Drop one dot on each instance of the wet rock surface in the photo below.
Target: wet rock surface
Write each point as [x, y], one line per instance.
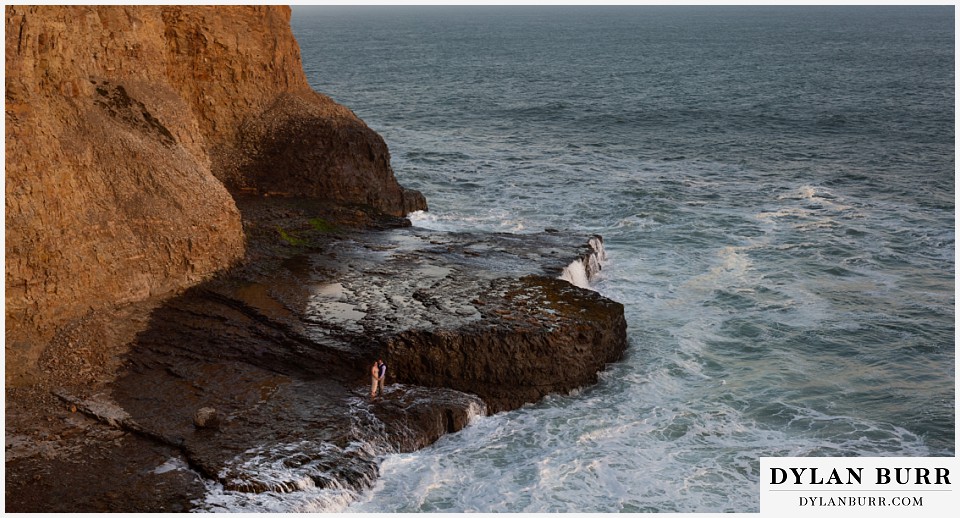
[281, 348]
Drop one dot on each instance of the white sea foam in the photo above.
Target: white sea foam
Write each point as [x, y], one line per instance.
[582, 271]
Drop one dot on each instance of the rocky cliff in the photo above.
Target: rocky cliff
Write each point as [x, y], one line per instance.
[127, 129]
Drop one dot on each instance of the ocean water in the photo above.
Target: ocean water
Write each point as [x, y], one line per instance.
[775, 186]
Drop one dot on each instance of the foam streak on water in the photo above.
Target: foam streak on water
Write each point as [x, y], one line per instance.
[775, 191]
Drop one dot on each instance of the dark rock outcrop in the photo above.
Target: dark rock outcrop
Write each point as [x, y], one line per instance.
[126, 128]
[189, 227]
[469, 324]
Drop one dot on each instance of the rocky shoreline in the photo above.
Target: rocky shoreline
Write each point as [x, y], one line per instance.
[280, 345]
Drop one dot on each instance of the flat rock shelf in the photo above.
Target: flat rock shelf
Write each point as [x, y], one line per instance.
[280, 349]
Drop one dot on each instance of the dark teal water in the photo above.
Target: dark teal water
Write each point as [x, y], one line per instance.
[776, 190]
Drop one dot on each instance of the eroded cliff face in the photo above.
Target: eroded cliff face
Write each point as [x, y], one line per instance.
[126, 130]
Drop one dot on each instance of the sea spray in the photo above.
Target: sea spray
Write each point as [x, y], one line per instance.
[586, 268]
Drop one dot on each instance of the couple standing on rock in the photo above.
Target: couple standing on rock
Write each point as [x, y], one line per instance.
[378, 377]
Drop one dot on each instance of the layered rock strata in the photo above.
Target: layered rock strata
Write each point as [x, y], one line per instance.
[280, 349]
[151, 147]
[126, 129]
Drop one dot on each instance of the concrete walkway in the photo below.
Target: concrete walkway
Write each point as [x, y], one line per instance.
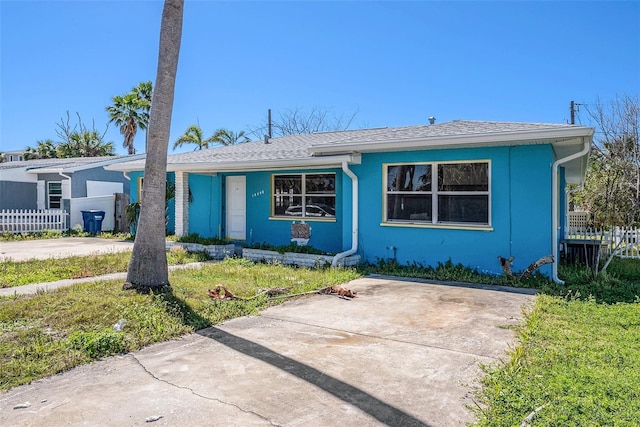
[402, 353]
[64, 247]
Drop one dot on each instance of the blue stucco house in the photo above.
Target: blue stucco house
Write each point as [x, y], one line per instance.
[466, 191]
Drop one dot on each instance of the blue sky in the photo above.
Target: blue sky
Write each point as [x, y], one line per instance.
[395, 63]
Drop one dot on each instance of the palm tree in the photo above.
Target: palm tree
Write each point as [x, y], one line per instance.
[227, 137]
[193, 135]
[148, 268]
[131, 112]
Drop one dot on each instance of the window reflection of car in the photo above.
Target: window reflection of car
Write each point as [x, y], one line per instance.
[311, 211]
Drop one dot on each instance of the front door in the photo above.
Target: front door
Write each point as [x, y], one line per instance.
[236, 202]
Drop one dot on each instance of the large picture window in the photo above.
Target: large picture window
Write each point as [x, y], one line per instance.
[438, 193]
[304, 195]
[54, 191]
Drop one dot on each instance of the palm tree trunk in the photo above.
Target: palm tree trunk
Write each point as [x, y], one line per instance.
[148, 268]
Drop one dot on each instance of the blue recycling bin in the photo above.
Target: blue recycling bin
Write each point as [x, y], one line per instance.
[92, 221]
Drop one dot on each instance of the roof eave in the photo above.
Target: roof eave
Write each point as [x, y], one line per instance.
[458, 141]
[254, 165]
[102, 163]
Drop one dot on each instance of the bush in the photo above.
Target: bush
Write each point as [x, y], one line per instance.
[97, 344]
[291, 247]
[195, 238]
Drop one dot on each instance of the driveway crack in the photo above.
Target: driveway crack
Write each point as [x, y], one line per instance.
[382, 338]
[195, 393]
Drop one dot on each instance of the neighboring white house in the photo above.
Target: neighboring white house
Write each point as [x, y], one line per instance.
[13, 156]
[72, 184]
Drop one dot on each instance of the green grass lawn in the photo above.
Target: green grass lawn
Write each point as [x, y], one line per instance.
[578, 355]
[577, 359]
[50, 332]
[50, 270]
[575, 362]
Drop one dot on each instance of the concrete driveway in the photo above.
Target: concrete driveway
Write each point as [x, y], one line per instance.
[402, 353]
[60, 248]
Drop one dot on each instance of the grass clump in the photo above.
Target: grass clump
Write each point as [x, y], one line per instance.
[50, 332]
[195, 238]
[291, 247]
[577, 359]
[56, 234]
[50, 270]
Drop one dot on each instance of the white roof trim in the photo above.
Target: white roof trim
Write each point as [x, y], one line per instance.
[254, 165]
[65, 169]
[483, 140]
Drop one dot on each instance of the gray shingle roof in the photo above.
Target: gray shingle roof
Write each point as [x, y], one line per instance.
[297, 147]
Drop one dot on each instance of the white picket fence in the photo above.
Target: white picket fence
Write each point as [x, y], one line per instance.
[623, 241]
[32, 220]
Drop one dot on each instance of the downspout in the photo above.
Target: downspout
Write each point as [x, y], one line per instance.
[69, 214]
[354, 219]
[554, 206]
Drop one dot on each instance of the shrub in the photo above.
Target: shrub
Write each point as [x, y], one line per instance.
[97, 344]
[195, 238]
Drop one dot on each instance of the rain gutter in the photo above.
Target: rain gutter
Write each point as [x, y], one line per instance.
[354, 219]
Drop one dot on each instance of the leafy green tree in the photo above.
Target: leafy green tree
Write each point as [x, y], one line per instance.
[227, 137]
[193, 135]
[131, 112]
[612, 187]
[148, 268]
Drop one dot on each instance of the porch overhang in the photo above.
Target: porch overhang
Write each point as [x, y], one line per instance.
[330, 161]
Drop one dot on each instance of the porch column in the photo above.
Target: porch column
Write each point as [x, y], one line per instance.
[182, 204]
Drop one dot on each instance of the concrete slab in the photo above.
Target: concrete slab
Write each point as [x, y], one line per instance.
[60, 248]
[401, 353]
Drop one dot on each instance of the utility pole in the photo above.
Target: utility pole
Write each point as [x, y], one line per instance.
[573, 108]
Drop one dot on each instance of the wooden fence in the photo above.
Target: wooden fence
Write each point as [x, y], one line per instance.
[32, 220]
[624, 242]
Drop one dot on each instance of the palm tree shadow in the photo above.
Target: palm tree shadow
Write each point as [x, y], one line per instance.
[367, 403]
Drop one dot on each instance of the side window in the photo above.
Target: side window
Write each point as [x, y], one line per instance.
[438, 193]
[304, 195]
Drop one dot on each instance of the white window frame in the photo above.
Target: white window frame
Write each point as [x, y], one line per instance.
[303, 194]
[434, 193]
[55, 194]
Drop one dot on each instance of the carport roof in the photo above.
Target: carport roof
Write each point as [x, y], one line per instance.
[332, 148]
[70, 164]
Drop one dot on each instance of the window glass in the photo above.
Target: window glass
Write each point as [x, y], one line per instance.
[304, 195]
[463, 209]
[409, 178]
[409, 207]
[463, 177]
[461, 194]
[321, 183]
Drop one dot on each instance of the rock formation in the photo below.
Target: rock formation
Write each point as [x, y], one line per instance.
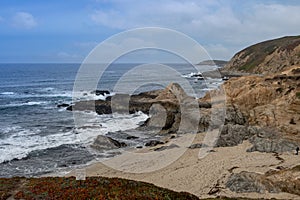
[267, 57]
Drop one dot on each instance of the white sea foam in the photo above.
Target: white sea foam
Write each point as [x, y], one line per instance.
[7, 93]
[30, 103]
[21, 142]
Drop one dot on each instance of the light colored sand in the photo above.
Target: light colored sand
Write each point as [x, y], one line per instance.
[189, 173]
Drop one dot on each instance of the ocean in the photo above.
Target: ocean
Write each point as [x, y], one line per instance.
[38, 137]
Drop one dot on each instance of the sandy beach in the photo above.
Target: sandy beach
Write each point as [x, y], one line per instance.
[191, 174]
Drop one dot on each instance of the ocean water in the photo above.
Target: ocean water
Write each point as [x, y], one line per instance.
[37, 137]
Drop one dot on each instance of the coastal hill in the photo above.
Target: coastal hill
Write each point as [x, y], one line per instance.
[267, 57]
[220, 63]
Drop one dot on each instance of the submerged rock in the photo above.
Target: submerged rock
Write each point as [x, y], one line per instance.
[106, 143]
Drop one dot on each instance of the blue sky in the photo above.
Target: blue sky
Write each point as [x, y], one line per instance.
[66, 31]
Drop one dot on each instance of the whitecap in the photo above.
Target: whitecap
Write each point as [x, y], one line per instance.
[7, 93]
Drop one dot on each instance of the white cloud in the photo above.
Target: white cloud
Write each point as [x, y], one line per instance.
[24, 20]
[209, 22]
[66, 55]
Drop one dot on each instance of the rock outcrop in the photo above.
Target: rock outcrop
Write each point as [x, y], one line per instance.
[106, 143]
[267, 57]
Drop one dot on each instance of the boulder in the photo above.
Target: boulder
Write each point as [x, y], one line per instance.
[153, 143]
[106, 143]
[246, 182]
[63, 105]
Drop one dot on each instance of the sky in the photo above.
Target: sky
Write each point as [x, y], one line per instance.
[56, 31]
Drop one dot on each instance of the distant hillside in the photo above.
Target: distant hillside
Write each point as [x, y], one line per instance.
[267, 57]
[220, 63]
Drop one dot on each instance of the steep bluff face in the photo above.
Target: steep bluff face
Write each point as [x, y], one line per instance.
[270, 101]
[267, 57]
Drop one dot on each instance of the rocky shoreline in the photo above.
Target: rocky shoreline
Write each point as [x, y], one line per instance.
[263, 110]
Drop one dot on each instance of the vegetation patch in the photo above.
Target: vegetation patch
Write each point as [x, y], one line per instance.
[91, 188]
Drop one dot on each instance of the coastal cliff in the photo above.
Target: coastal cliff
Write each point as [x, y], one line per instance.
[267, 57]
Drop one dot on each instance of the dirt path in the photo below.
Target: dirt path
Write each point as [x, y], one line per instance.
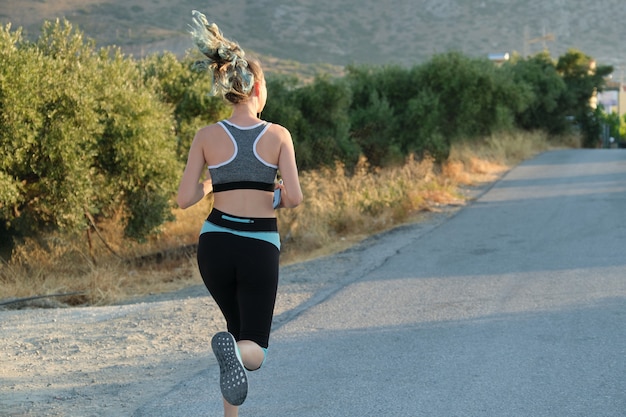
[107, 361]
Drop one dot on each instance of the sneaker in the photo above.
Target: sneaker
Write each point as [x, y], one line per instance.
[233, 378]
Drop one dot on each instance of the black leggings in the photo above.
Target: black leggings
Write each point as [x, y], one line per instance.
[241, 273]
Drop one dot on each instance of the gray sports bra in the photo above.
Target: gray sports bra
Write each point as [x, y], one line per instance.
[245, 169]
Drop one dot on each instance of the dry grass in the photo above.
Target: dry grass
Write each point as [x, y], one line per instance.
[339, 210]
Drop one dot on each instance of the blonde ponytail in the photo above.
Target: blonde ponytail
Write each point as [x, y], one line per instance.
[232, 75]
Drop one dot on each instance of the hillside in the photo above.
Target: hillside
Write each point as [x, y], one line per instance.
[341, 32]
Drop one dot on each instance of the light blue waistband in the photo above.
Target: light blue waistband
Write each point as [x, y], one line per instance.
[270, 237]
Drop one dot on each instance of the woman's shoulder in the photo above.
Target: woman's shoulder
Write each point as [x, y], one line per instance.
[279, 130]
[209, 130]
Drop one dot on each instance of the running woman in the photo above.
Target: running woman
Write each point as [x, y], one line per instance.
[237, 159]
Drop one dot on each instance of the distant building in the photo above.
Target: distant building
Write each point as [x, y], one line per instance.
[499, 58]
[613, 98]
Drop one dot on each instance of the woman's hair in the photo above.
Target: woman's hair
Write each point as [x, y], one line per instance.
[233, 76]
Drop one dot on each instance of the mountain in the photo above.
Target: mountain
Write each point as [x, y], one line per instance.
[342, 32]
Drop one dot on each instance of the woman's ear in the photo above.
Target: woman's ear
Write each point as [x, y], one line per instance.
[257, 88]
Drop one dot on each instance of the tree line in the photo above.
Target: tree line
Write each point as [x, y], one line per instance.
[87, 132]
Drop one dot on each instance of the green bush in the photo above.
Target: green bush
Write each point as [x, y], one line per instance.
[80, 134]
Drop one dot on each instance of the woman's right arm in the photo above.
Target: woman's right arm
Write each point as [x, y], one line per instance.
[191, 190]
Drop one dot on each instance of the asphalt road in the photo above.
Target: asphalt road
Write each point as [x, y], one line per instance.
[513, 306]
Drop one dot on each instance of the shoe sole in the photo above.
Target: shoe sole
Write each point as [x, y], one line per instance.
[233, 378]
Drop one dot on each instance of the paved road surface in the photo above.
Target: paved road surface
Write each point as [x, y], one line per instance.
[514, 306]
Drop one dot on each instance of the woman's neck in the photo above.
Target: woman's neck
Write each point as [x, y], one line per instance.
[243, 114]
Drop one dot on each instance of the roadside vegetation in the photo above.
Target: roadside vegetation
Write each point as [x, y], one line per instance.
[92, 144]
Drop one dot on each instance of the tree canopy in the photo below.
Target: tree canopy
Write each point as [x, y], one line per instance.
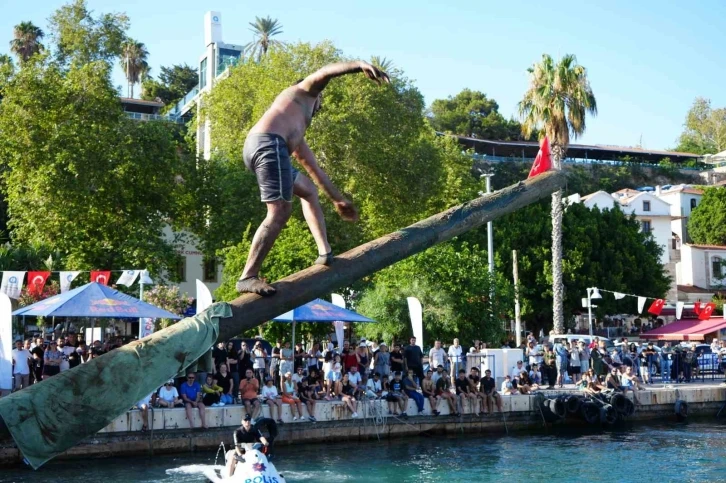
[707, 223]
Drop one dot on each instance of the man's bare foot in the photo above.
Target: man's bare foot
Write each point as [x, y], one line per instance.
[326, 259]
[255, 285]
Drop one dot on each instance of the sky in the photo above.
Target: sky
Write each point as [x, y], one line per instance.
[647, 61]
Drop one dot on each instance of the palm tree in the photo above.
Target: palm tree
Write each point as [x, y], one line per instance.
[557, 102]
[264, 29]
[26, 41]
[133, 61]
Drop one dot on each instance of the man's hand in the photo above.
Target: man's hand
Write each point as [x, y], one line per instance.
[346, 209]
[374, 73]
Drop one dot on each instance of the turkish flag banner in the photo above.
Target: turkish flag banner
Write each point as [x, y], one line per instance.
[101, 277]
[706, 311]
[36, 282]
[543, 161]
[656, 307]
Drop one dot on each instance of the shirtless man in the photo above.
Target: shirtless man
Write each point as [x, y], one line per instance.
[279, 133]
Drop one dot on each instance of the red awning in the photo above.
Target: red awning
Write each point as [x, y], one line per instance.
[685, 330]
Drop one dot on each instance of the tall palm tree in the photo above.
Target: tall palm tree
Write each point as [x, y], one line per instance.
[26, 41]
[133, 61]
[264, 29]
[557, 102]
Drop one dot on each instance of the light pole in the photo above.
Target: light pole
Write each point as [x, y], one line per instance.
[592, 293]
★ ★ ★ ★ ★ ★ ★
# [Stated goal]
Rewrite every row from the line containing "Drop one dot on each instance of the man's hand" down to the end of the rows, switching "awning" to "canopy" and leaving everything else unchanged.

# [Answer in full]
Drop one dot on each instance of the man's hand in the photo above.
Target: man's hand
Write each point as [x, y], one line per instance.
[346, 209]
[374, 73]
Drop one dot on each instance of the turkish flag banner in the photo above.
Target: turkish flag banner
Write each point as [x, y], one line per instance.
[101, 277]
[706, 311]
[36, 282]
[543, 161]
[656, 307]
Drop one dot on each instance of the shirtless man in the photo above.
Target: shirtless man
Write each point as [x, y], one line per instance.
[279, 133]
Drop one dot on each instance of the red canopy in the photo above.
Target: red canopy
Write each point as [x, y], one line per instance.
[685, 330]
Drop one dot on each instance of the tall palm tree in the photo above.
Target: tall palm tree
Write each point as [x, y], one line per instance.
[26, 41]
[133, 61]
[264, 29]
[557, 102]
Drop one dot on each instance of the light pole in the photo above.
Target: light pole
Write each point as [x, y], one line per instance.
[592, 293]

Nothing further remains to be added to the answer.